Exercise instructions
[1] Repeat the stretch of the Sanders appeal article from "High court to" through "The boyfriend survived.".
[2] Name every person identified by name in the Sanders appeal article.
[3] According to the Sanders appeal article, where is Sanders being held?

March 28


CALIFORNIA:

High court to hear California appeal of death sentence reversal


The U.S. Supreme Court on Monday agreed to hear California's appeal of a
lower court ruling that overturned the death sentence for a Kern County
man convicted of killing a woman 23 years ago.

Ronald Sanders, 52, was convicted of clubbing to death Janice Allen, 52,
of Bakersfield. She and her boyfriend were bound and gagged when Sanders
robbed the apartment for cocaine. The boyfriend survived.

Last year, the 9th U.S. Circuit Court of Appeals ruled Sanders' jury might
have been improperly instructed, leading to the death sentence. The court
said jurors were asked, among other things, to vote for execution if they
found the murder "heinous, atrocious and cruel."

The appeals court said the jury instruction was too vague and required
jurors to "guess at its meaning."

The San Francisco-based appeals court, however, upheld the murder
conviction by the same Kern County jury. That means Sanders, who is on
death row in San Quentin State Prison, will remain in prison for life
unless the Supreme Court rules in the prosecution's favor or authorities
convince a new jury to sentence him to death.

The high court agreed to take the case without commenting.

Sanders' attorney, Nina Rivkind, said she was disappointed with the
Supreme Court decision.

"I think the decision of the 9th Circuit was correct, and I'm looking
forward to convincing the Supreme Court of that," Rivkind said.

(Items from a labeling collection)
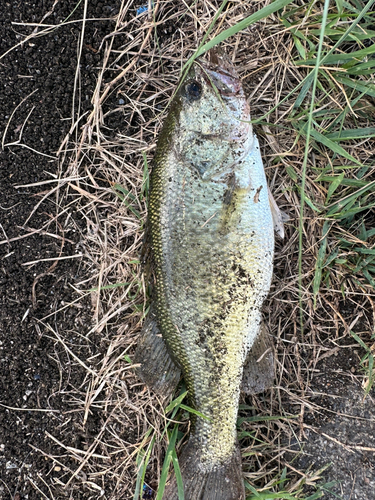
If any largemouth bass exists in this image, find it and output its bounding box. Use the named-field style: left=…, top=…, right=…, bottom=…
left=136, top=47, right=277, bottom=500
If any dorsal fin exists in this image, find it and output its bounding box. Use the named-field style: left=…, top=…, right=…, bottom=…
left=267, top=186, right=289, bottom=238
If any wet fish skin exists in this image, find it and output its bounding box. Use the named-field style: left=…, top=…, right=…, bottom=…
left=137, top=54, right=274, bottom=500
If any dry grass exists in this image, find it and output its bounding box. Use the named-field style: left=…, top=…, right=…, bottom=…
left=19, top=0, right=375, bottom=499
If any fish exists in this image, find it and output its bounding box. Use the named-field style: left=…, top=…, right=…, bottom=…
left=135, top=49, right=283, bottom=500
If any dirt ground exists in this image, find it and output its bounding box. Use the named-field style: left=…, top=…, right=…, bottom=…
left=0, top=0, right=375, bottom=500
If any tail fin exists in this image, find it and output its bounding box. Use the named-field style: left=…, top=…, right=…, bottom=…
left=134, top=308, right=181, bottom=397
left=163, top=438, right=245, bottom=500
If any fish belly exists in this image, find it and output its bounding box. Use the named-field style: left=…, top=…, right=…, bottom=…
left=150, top=135, right=274, bottom=464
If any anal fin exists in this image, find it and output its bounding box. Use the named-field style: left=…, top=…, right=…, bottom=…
left=163, top=436, right=245, bottom=500
left=241, top=323, right=275, bottom=394
left=134, top=307, right=181, bottom=397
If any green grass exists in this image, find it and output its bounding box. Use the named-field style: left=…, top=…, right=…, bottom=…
left=136, top=0, right=375, bottom=500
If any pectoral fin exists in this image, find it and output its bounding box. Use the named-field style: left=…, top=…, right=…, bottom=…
left=241, top=323, right=275, bottom=394
left=268, top=188, right=289, bottom=238
left=134, top=307, right=181, bottom=397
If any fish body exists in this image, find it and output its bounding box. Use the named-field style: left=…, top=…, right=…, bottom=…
left=138, top=53, right=274, bottom=500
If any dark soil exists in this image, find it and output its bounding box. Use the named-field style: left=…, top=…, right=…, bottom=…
left=0, top=0, right=120, bottom=500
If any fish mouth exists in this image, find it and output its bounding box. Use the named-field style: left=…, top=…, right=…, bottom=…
left=201, top=49, right=243, bottom=97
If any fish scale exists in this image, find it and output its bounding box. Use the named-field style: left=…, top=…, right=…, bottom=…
left=138, top=47, right=274, bottom=500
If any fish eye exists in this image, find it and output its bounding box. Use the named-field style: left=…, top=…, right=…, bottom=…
left=186, top=80, right=202, bottom=101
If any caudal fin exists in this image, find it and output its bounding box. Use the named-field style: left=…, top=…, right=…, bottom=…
left=163, top=438, right=245, bottom=500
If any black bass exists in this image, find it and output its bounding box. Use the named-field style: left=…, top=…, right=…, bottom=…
left=136, top=51, right=280, bottom=500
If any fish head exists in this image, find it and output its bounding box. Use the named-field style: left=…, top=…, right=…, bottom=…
left=174, top=50, right=253, bottom=179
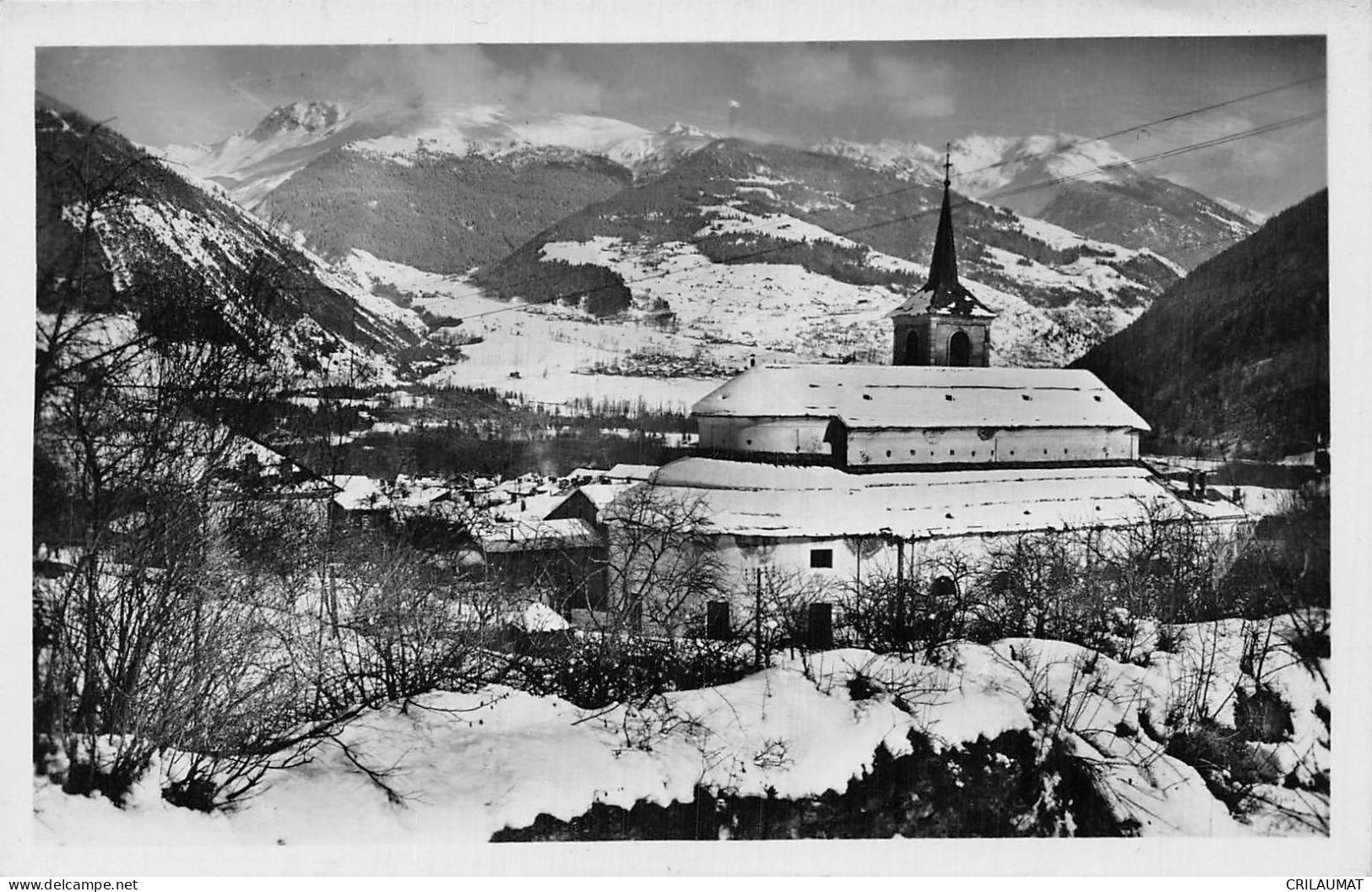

Answers to the tasks
[1]
High court to hear California appeal of death sentence reversal


The U.S. Supreme Court on Monday agreed to hear California's appeal of a
lower court ruling that overturned the death sentence for a Kern County
man convicted of killing a woman 23 years ago.

Ronald Sanders, 52, was convicted of clubbing to death Janice Allen, 52,
of Bakersfield. She and her boyfriend were bound and gagged when Sanders
robbed the apartment for cocaine. The boyfriend survived.

[2] Ronald Sanders, Janice Allen, Nina Rivkind

[3] He is on death row in San Quentin State Prison.